* WORK TO DO
Copy the entries below word for word, reproducing every line without any change.

* EXCERPTED RECORDS
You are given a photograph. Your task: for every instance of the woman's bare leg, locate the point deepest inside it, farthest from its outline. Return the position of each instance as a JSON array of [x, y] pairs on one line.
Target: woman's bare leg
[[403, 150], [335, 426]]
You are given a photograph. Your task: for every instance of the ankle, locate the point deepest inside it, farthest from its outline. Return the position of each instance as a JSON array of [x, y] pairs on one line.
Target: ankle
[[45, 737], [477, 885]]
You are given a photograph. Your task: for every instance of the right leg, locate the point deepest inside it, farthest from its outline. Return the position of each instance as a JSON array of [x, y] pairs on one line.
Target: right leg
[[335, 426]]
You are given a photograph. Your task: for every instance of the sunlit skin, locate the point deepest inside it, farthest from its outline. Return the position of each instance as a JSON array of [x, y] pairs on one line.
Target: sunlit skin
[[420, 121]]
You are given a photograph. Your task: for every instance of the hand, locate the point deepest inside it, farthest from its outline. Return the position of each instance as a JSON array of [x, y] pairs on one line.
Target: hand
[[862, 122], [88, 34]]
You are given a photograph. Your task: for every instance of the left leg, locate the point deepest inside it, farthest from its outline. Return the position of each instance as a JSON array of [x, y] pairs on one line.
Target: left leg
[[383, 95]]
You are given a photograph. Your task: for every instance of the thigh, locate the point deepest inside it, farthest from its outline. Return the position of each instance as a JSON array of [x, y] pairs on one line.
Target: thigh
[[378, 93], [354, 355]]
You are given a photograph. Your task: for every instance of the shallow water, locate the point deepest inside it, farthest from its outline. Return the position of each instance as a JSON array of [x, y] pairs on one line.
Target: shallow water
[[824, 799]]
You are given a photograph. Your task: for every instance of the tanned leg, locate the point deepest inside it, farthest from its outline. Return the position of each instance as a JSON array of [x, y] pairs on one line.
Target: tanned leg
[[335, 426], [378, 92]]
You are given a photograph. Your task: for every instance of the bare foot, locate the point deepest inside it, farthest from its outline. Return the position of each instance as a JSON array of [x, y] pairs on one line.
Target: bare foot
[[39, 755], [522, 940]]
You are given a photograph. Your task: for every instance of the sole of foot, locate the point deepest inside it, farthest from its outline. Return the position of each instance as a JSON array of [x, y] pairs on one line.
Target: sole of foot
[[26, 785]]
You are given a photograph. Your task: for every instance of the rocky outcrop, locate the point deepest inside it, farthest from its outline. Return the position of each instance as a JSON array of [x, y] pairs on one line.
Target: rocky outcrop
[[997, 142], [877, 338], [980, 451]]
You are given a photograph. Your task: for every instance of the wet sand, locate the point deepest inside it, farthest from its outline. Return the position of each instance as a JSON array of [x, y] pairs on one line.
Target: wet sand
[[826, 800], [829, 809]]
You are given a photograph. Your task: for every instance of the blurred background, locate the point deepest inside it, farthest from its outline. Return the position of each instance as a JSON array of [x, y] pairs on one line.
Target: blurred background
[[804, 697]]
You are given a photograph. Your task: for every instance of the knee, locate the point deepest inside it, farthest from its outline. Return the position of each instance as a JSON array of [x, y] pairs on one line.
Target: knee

* SOLUTION TO THIS TASK
You are given a photograph. Your task: for every instance of the woman's bare leg, locate the point deepest inside it, farthest from its outline. Return the position of each instance as a JSON array of [x, y] pairs on one line.
Target: woman's bare leg
[[403, 150], [335, 426]]
You are given a photograph. Your task: for every instance of the ankle, locate the point deepest inside it, farthest from its outline. Return the position of each instance as a JSON array of [x, y] pairs on one line.
Target: ankle
[[45, 737], [477, 885]]
You are given a photograph. Your task: for every instance of the right leg, locate the point deepest inside it, farthest from its outline. Return the position of each instance as a JSON array of [x, y] pairs on one line.
Target: right leg
[[335, 426]]
You are given a photograph. Your task: for every instance of the sunlit skin, locate the point deepest inside it, farthest from its outline. Return the position of each instance as a JSON array of [x, y] pairs on one line.
Target: sunlit skin
[[420, 121]]
You are given a photograph. Your task: for every instance of the hand, locate the point deepest inside it, farthest from its outline. Return the position of each instance as a JSON array of [x, y] pairs on one line.
Target: hand
[[862, 122], [88, 34]]
You are given a photograph. Your task: for every instance of the left leg, locate the point deepest inside it, farthest from its outline. Return the position of each instance as a JSON array of [x, y] pairs on one line.
Target: left leg
[[383, 95]]
You are given a photograph. Your task: for every instance of the thigh, locate the point deepest inside it, farthest from its outline. Return the position of each instance as a JSON array of [x, y] pairs on one line.
Target: thigh
[[378, 93], [354, 355]]
You are given a photograph. Your task: for every instance of the shallow water, locate the point deepest inside it, farthest from its outline. Return the position of each instance as a JSON array of [x, y] pairs on one line.
Target: shallow water
[[824, 799]]
You are given a photograph. Your task: for every instance of the tanned leg, locate the point deepest inside it, farthest from its outline. Return the position of each instance as a JSON array of [x, y] pairs on one line.
Target: tanned leg
[[335, 426], [378, 92]]
You are given a photograph. Your task: for every instance of the bare foot, locate the point deepest inside it, farthest from its outline. Return the position of each instance as a JSON array of [x, y] pairs on one line.
Target: bare foot
[[39, 755], [522, 940]]
You are given a photograph. Your task: for every instance of the sole of foot, locate the point deepest inside it, farthest from its outline. Return the position of each instance as a JSON array of [x, y] pairs on one line.
Target: sole of foot
[[26, 785]]
You are given a photograph. Your task: for every instance of the rocky outcrop, locate the point deepest inside it, farthest from its outline. Return the position of each instance as a JSON array of [x, y] pairs on one line.
Target: rocky outcrop
[[997, 142], [877, 338], [980, 451]]
You are given a photograph. Your task: for every instance of the wet sand, locate the point deepest inside it, farthest from its outline. Return the position of each instance as a JSON array of [x, y] pairs on one line.
Target: wet sand
[[826, 800], [829, 809]]
You are given a photograph. Your task: for every instance of the blurred background, locate the point deepest inside it, farthest from its outline. Return the position of each instance as a JSON array of [x, y] pairs on one line.
Target: blurred background
[[804, 697]]
You are given a photograph. Your task: for every instance of the knee, locate the point deepest inside it, farthest from its outline. Return the position of each instance as a JSON array of [x, y] pairs on one line.
Target: knee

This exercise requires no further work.